Count how many lines of the material below have the word "point" and give only the number.

**Records supplied**:

+--

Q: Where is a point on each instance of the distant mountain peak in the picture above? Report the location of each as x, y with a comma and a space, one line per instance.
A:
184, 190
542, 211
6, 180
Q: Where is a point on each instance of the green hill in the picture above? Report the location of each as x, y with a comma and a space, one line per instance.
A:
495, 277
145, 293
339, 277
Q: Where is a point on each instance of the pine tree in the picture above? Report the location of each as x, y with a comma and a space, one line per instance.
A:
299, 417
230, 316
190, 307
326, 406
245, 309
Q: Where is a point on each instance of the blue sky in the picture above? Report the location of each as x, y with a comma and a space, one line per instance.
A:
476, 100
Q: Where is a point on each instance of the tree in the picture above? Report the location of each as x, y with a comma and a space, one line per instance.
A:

+--

**Solution for this problem**: 5